* **Goal**: Copy the listing below line for line, keeping every character unchanged.
****
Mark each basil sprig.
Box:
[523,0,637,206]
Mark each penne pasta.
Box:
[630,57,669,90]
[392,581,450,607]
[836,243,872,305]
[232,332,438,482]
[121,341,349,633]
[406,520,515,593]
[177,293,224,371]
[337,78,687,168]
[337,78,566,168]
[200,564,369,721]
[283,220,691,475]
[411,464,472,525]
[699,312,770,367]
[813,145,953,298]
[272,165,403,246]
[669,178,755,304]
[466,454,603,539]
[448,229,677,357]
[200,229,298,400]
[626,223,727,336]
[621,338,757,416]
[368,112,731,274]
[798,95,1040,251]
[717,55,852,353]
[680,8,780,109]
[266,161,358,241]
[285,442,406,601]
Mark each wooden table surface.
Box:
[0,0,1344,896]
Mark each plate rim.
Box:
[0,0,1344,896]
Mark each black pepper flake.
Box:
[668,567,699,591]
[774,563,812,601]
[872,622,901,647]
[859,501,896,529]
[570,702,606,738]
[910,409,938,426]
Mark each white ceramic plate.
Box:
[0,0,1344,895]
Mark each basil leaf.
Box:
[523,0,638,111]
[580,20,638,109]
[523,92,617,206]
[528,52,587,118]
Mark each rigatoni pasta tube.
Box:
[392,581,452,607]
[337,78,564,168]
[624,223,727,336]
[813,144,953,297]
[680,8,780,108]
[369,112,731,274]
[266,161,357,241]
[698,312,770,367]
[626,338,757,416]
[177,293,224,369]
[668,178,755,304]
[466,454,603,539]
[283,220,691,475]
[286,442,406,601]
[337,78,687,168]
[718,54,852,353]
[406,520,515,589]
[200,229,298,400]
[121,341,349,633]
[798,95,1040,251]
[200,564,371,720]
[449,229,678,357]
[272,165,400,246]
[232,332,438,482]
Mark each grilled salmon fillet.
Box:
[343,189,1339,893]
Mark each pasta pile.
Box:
****
* **Task result**:
Mark each basil sprig.
Box:
[523,0,637,206]
Mark each penne pasta.
Box:
[630,57,669,90]
[392,581,450,607]
[836,243,872,305]
[232,332,438,482]
[121,341,349,633]
[406,520,515,593]
[177,293,224,371]
[337,78,687,168]
[337,78,566,168]
[200,564,369,721]
[283,220,691,475]
[411,464,472,525]
[699,312,770,367]
[813,145,953,298]
[272,165,403,246]
[669,178,755,304]
[466,454,603,539]
[448,229,677,357]
[200,229,298,400]
[626,223,727,336]
[621,338,757,416]
[368,112,731,274]
[798,95,1040,251]
[717,55,852,353]
[680,8,780,109]
[266,161,358,241]
[285,442,406,601]
Mark each wooden table surface.
Box:
[0,0,1344,896]
Mark each plate rim.
Box:
[0,0,1344,896]
Mark each black pepper flake.
Box:
[668,567,699,591]
[774,563,812,601]
[872,622,901,647]
[859,501,896,529]
[570,702,606,738]
[910,409,938,426]
Mark each white ceramic plate.
Box:
[0,0,1344,895]
Mark each basil leaf.
Box:
[523,0,638,111]
[580,20,638,109]
[523,92,617,206]
[528,52,587,118]
Mark each rigatoni pasta tube.
Box:
[392,581,452,607]
[337,78,564,168]
[624,223,727,336]
[813,144,953,297]
[680,8,780,108]
[369,112,731,274]
[266,161,357,241]
[698,312,770,367]
[626,338,757,416]
[177,293,224,369]
[668,178,755,304]
[466,454,603,539]
[283,220,691,475]
[286,442,406,601]
[337,78,687,168]
[718,54,852,353]
[406,520,515,589]
[200,229,298,400]
[121,341,349,633]
[798,95,1040,251]
[200,564,371,720]
[449,229,678,357]
[272,165,400,246]
[232,332,438,482]
Mark each grilled salmon fillet.
Box:
[343,189,1339,893]
Mark each pasta pile.
Box:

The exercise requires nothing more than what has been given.